Restate the records in full, keeping every word as it is.
- - - - -
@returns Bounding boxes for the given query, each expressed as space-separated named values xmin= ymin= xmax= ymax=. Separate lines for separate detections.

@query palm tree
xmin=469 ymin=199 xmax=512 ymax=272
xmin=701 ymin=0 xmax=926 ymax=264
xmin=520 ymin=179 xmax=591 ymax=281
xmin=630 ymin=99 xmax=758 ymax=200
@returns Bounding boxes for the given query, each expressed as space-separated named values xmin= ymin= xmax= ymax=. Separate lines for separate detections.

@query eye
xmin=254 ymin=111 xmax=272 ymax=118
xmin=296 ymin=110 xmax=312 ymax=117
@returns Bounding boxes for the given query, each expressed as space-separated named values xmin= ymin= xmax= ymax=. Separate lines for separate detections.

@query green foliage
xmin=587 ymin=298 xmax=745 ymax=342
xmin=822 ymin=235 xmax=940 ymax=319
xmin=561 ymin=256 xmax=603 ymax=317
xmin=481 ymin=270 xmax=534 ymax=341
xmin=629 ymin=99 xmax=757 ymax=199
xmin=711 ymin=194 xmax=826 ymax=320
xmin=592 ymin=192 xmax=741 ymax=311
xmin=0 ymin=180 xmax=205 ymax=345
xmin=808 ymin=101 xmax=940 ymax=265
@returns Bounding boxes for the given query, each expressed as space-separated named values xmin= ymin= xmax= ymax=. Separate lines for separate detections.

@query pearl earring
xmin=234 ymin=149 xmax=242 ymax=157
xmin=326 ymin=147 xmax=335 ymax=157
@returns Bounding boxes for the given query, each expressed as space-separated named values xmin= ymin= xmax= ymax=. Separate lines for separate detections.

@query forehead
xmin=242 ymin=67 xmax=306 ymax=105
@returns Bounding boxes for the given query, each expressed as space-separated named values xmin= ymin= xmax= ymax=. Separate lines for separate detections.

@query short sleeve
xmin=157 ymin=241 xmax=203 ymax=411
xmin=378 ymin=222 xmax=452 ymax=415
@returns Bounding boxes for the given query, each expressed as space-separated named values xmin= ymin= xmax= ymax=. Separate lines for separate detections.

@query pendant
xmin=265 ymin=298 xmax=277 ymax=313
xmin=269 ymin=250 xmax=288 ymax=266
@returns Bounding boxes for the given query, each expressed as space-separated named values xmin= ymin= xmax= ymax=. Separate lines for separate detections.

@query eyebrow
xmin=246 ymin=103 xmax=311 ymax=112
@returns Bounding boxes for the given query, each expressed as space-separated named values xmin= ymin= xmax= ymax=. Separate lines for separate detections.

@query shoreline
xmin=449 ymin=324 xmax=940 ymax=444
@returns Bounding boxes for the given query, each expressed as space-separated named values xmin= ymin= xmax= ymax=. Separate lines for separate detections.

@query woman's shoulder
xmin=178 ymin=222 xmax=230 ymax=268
- - - - -
* [Solution to this problem]
@returns Bounding boxes for the given query, each expressed as space-separated named values xmin= ymin= xmax= ymax=. Separate lines for separate detections.

@query palm tree
xmin=469 ymin=199 xmax=512 ymax=272
xmin=701 ymin=0 xmax=926 ymax=264
xmin=520 ymin=179 xmax=591 ymax=281
xmin=630 ymin=99 xmax=758 ymax=200
@returns Bounding boxes for the given query, each expressed as space-separated named values xmin= ymin= xmax= ymax=. Separate lines for separate detections.

@query eye
xmin=254 ymin=111 xmax=272 ymax=118
xmin=296 ymin=110 xmax=312 ymax=117
@returns Bounding boxes for the given query, each expressed as space-separated named values xmin= ymin= xmax= ymax=. Separate lines for separate detections.

@query green foliage
xmin=587 ymin=298 xmax=745 ymax=342
xmin=822 ymin=235 xmax=940 ymax=319
xmin=561 ymin=256 xmax=603 ymax=317
xmin=481 ymin=270 xmax=534 ymax=341
xmin=629 ymin=99 xmax=757 ymax=199
xmin=711 ymin=194 xmax=826 ymax=320
xmin=592 ymin=192 xmax=741 ymax=311
xmin=0 ymin=180 xmax=205 ymax=345
xmin=808 ymin=101 xmax=940 ymax=265
@returns Bounding boxes for the given query, each expressed as space-separated named values xmin= ymin= xmax= ymax=. Separate lines for separate detections.

@query pearl earring
xmin=234 ymin=149 xmax=242 ymax=157
xmin=326 ymin=147 xmax=335 ymax=157
@returns Bounding boxes for the given query, each expressed as space-separated named values xmin= ymin= xmax= ymax=. Separate lines for separate detections.

@query forehead
xmin=242 ymin=67 xmax=306 ymax=105
@returns Bounding boxes for the given query, each expressed as space-separated named values xmin= ymin= xmax= ymax=. Separate lines for separate detections.

@query short sleeve
xmin=157 ymin=241 xmax=203 ymax=411
xmin=378 ymin=222 xmax=452 ymax=415
@returns Bounding boxes for the given query, each expressed as space-separated named values xmin= ymin= xmax= ymax=. Separate lines for separate detections.

@query pendant
xmin=265 ymin=298 xmax=277 ymax=313
xmin=269 ymin=250 xmax=288 ymax=266
@returns Bounding boxes for the given query, each expressed as space-separated named values xmin= ymin= xmax= ymax=. Separate lines for separate detections.

@query eyebrow
xmin=246 ymin=103 xmax=311 ymax=112
@returns Bounding boxes for the given query, each expressed as space-separated named values xmin= ymin= xmax= ymax=. Separate lines for separate detections.

@query shoreline
xmin=449 ymin=324 xmax=940 ymax=444
@returns Bounding boxes for the given query, each expressed as space-separated named values xmin= ymin= xmax= ymax=. Separate lines for separate detections.

@query woman's shoulder
xmin=178 ymin=222 xmax=230 ymax=268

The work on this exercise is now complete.